▶ **作業内容**
[1] 提供テキストによると、全脂粉乳で牛乳を再現しようとすると、粉乳を作る過程で何が問題になりますか。
[2] 提供テキストのうち、「近年、水や湯を添加するだけで」を含むところから始めて「を呈するといった問題がある。」のあとで止めた部分を、「インスタント飲料」を「即席飲料」に入れ替えて書き直してください。
[3] 提供テキストによると、シクロデキストリンを使った粉乳を水に加えて牛乳を再現すると、なぜコクが減ってしまうのですか。

▶ **提供テキスト**
本発明は、全脂粉乳および全脂粉乳の造粒方法に関する。
近年、水や湯を添加するだけで本格的な飲料を再現することができるインスタント飲料が市場に流通している。インスタント飲料に求められる性能としては、携帯性、保存性、再現性などが挙げられる。
携帯性に優れたインスタント飲料としては、例えば、スティック状の包装体や小型カップ(いわゆる、ポーション)に封入されたインスタント飲料が良く知られている。また、保存性に優れたインスタント飲料にとしては、例えば、水分含量を低くするために水分を揮散させた乾燥物が良く知られている。さらに、再現性に優れたインスタント飲料としては、例えば、希釈して用いる濃縮液体が知られている。
一方、インスタント飲料の中には、見た目、味または香りなどが再現しにくいものも存在する。例えば、全脂粉乳で牛乳を再現しようとした場合、全脂粉乳を作る過程で発生する加熱臭が問題となる。また、全脂粉乳は溶解性が悪く、風味や乳脂肪感も劣るため、再現した飲料は牛乳様水溶液と言わざるを得ないような出来であった。さらに、全脂粉乳は保存性が悪いといった問題もある。
これらの問題を解決するために、特許文献1では、牛乳などの獣乳に特定の粉末化剤を添加した後、粉末化する方法が開示されている。
特開2007−275029号
しかしながら、粉末化の段階でシクロデキストリンを用いた粉乳は、同量の全脂粉乳と比べて牛乳の占める割合が少ない。そのため、水に添加して再現しようとした場合、コク(乳脂肪感)が減ってしまうといった問題がある。また、牛乳の占める割合を増やすために水に添加する粉乳量を増やすと、デキストリンによる異味を呈するといった問題がある。

▶ **抽出データ**

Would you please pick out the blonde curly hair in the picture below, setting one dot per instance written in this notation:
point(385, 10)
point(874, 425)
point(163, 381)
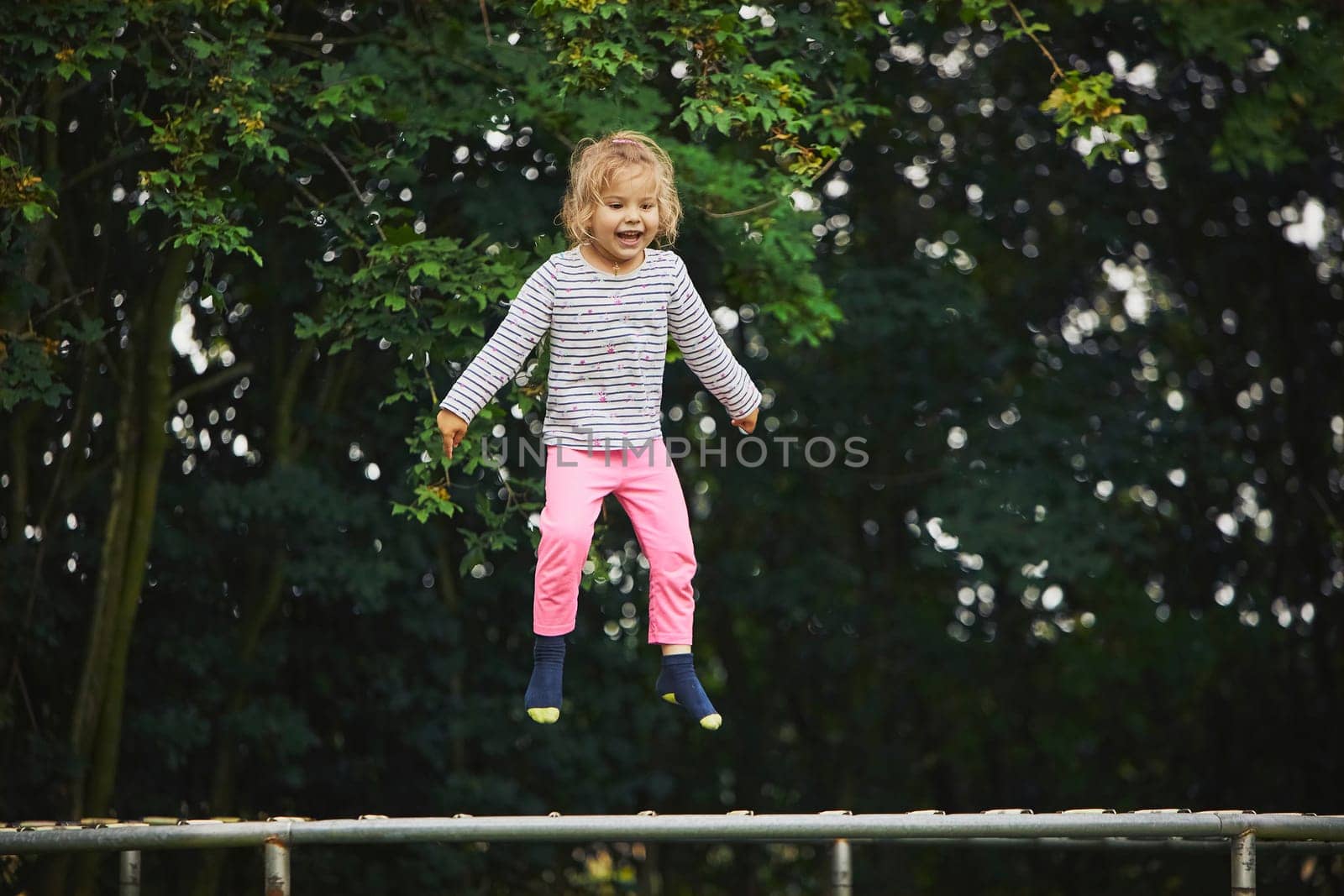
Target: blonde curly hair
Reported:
point(596, 161)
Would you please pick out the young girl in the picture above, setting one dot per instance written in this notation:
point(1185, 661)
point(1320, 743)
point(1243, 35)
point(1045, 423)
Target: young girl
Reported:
point(609, 302)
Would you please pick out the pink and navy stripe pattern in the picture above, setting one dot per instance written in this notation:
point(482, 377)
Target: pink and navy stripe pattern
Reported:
point(608, 349)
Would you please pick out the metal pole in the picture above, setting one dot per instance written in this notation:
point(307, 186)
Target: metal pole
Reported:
point(277, 867)
point(129, 878)
point(1243, 864)
point(842, 869)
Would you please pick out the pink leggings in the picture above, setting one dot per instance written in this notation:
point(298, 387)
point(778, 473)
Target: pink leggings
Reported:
point(647, 486)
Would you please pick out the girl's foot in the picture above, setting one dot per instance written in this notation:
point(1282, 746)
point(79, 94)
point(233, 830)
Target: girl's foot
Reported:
point(679, 684)
point(543, 691)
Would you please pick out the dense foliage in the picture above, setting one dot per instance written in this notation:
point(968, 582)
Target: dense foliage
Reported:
point(1072, 270)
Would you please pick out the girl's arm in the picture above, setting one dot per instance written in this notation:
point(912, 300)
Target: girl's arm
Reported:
point(528, 320)
point(706, 352)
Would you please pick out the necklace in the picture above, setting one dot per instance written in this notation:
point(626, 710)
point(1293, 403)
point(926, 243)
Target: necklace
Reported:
point(616, 262)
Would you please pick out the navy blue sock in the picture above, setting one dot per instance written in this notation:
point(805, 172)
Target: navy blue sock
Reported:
point(543, 692)
point(679, 684)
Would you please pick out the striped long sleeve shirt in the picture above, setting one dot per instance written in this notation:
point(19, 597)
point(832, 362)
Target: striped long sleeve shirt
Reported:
point(608, 349)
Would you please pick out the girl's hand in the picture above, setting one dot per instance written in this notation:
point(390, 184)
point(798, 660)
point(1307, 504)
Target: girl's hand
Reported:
point(452, 427)
point(748, 422)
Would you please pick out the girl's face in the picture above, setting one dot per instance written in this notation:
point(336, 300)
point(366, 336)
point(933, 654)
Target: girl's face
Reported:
point(627, 219)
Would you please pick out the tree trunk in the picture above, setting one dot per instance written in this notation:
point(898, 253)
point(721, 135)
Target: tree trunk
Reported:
point(286, 448)
point(141, 443)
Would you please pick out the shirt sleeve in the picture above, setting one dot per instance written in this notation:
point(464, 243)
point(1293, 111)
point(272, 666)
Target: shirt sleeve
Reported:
point(528, 320)
point(705, 351)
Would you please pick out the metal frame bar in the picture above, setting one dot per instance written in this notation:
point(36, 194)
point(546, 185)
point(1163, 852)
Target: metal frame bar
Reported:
point(828, 826)
point(1245, 833)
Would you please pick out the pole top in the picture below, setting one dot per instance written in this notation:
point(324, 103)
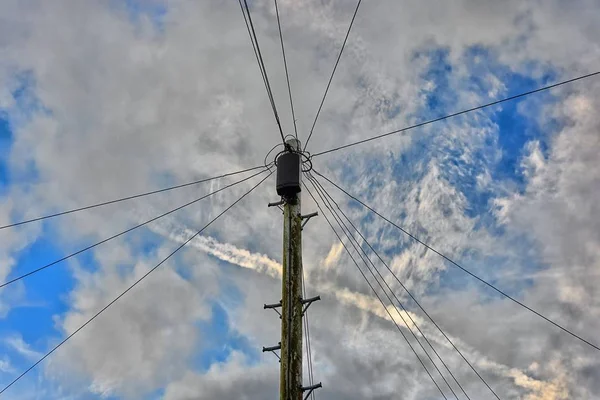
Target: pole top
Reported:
point(294, 144)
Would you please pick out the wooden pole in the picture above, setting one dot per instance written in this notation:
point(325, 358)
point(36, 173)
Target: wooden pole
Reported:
point(291, 326)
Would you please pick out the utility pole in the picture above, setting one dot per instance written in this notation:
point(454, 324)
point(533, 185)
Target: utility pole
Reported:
point(293, 305)
point(291, 289)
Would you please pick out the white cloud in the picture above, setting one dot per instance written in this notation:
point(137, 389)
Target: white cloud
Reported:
point(130, 107)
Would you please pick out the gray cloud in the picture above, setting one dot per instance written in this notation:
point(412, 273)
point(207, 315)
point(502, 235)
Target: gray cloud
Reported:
point(128, 107)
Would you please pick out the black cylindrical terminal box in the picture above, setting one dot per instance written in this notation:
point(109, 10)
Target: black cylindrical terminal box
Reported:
point(288, 174)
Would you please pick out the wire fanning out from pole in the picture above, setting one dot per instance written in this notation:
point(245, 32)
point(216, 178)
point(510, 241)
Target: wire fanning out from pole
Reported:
point(261, 62)
point(374, 291)
point(395, 276)
point(454, 263)
point(287, 75)
point(333, 73)
point(125, 231)
point(132, 285)
point(135, 196)
point(431, 121)
point(366, 257)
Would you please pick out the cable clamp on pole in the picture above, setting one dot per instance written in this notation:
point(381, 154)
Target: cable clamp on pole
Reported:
point(307, 217)
point(310, 389)
point(273, 349)
point(308, 302)
point(273, 307)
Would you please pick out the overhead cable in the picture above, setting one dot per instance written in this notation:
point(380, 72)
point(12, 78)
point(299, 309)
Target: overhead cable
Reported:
point(333, 73)
point(419, 305)
point(374, 291)
point(287, 75)
point(13, 280)
point(135, 196)
point(454, 263)
point(130, 287)
point(330, 199)
point(261, 63)
point(366, 260)
point(456, 114)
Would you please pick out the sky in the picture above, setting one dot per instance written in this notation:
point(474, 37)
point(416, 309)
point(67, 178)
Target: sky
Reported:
point(104, 99)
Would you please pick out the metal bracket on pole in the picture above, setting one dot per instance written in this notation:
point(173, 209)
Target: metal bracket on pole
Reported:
point(274, 307)
point(308, 302)
point(307, 217)
point(310, 389)
point(273, 350)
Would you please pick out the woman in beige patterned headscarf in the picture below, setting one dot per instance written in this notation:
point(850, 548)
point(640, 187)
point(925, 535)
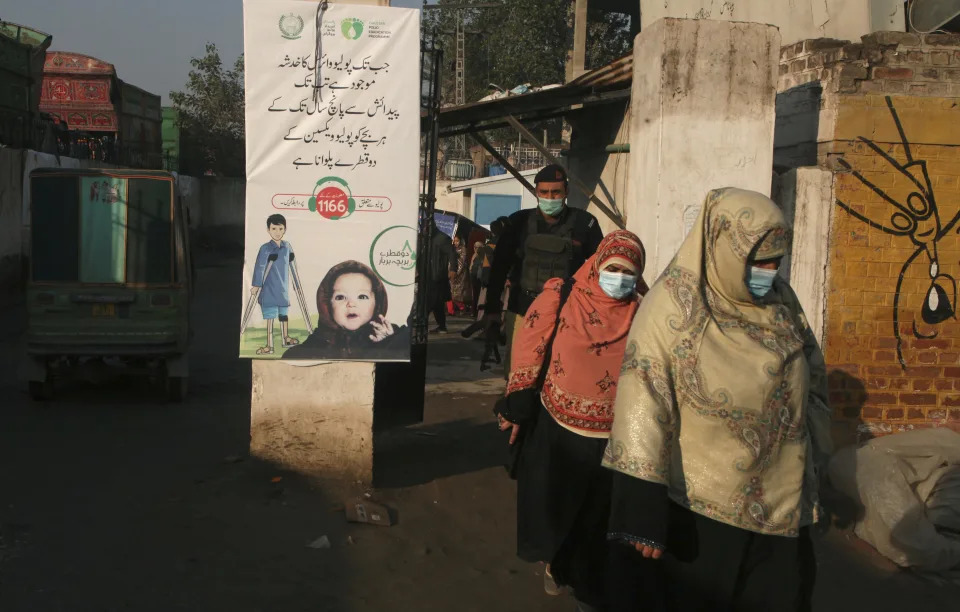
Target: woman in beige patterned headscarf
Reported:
point(721, 421)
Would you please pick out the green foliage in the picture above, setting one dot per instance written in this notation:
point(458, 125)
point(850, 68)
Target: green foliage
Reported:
point(211, 115)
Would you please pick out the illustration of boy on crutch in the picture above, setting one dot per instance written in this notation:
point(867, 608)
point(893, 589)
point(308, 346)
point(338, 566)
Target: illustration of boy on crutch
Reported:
point(273, 271)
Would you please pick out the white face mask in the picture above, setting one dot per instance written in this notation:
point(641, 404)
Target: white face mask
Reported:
point(617, 284)
point(760, 281)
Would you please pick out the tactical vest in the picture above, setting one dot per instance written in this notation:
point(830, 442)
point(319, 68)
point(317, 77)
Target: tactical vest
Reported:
point(547, 256)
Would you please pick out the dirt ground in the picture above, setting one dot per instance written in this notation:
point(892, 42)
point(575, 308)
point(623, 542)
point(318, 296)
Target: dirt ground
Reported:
point(112, 499)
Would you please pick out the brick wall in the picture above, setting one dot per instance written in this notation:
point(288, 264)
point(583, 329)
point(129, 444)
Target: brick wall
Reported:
point(884, 115)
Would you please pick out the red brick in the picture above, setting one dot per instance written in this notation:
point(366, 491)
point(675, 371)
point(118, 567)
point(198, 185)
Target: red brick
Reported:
point(883, 342)
point(881, 399)
point(850, 412)
point(918, 399)
point(940, 58)
point(903, 74)
point(943, 384)
point(883, 356)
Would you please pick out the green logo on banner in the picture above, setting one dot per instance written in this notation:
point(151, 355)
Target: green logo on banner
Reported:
point(352, 28)
point(291, 26)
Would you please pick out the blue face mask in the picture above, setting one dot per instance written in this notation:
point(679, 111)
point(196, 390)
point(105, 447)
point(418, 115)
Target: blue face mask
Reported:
point(760, 281)
point(551, 208)
point(617, 284)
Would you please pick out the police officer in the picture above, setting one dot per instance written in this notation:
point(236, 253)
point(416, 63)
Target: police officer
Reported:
point(551, 241)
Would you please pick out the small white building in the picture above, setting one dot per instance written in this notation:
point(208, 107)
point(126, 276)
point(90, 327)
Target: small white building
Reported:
point(485, 199)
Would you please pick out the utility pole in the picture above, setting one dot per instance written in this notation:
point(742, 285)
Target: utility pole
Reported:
point(460, 77)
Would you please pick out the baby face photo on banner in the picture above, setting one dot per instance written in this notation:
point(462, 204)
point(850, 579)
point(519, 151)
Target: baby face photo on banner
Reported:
point(332, 138)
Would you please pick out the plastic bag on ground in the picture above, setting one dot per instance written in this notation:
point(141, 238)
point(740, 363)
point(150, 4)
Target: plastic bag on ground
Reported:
point(908, 488)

▶ **回答**
[1] 全脂粉乳を作る過程で出る加熱臭が問題になります。

[2]
近年、水や湯を添加するだけで本格的な飲料を再現することができる即席飲料が市場に流通している。即席飲料に求められる性能としては、携帯性、保存性、再現性などが挙げられる。
携帯性に優れた即席飲料としては、例えば、スティック状の包装体や小型カップ(いわゆる、ポーション)に封入された即席飲料が良く知られている。また、保存性に優れた即席飲料にとしては、例えば、水分含量を低くするために水分を揮散させた乾燥物が良く知られている。さらに、再現性に優れた即席飲料としては、例えば、希釈して用いる濃縮液体が知られている。
一方、即席飲料の中には、見た目、味または香りなどが再現しにくいものも存在する。例えば、全脂粉乳で牛乳を再現しようとした場合、全脂粉乳を作る過程で発生する加熱臭が問題となる。また、全脂粉乳は溶解性が悪く、風味や乳脂肪感も劣るため、再現した飲料は牛乳様水溶液と言わざるを得ないような出来であった。さらに、全脂粉乳は保存性が悪いといった問題もある。
これらの問題を解決するために、特許文献1では、牛乳などの獣乳に特定の粉末化剤を添加した後、粉末化する方法が開示されている。
特開2007−275029号
しかしながら、粉末化の段階でシクロデキストリンを用いた粉乳は、同量の全脂粉乳と比べて牛乳の占める割合が少ない。そのため、水に添加して再現しようとした場合、コク(乳脂肪感)が減ってしまうといった問題がある。また、牛乳の占める割合を増やすために水に添加する粉乳量を増やすと、デキストリンによる異味を呈するといった問題がある。

[3] 粉末化の段階でシクロデキストリンを使った粉乳は、同じ量の全脂粉乳と比べて、牛乳の占める割合が少ないからです。そのため、水に加えて再現すると乳脂肪感が減ってしまいます。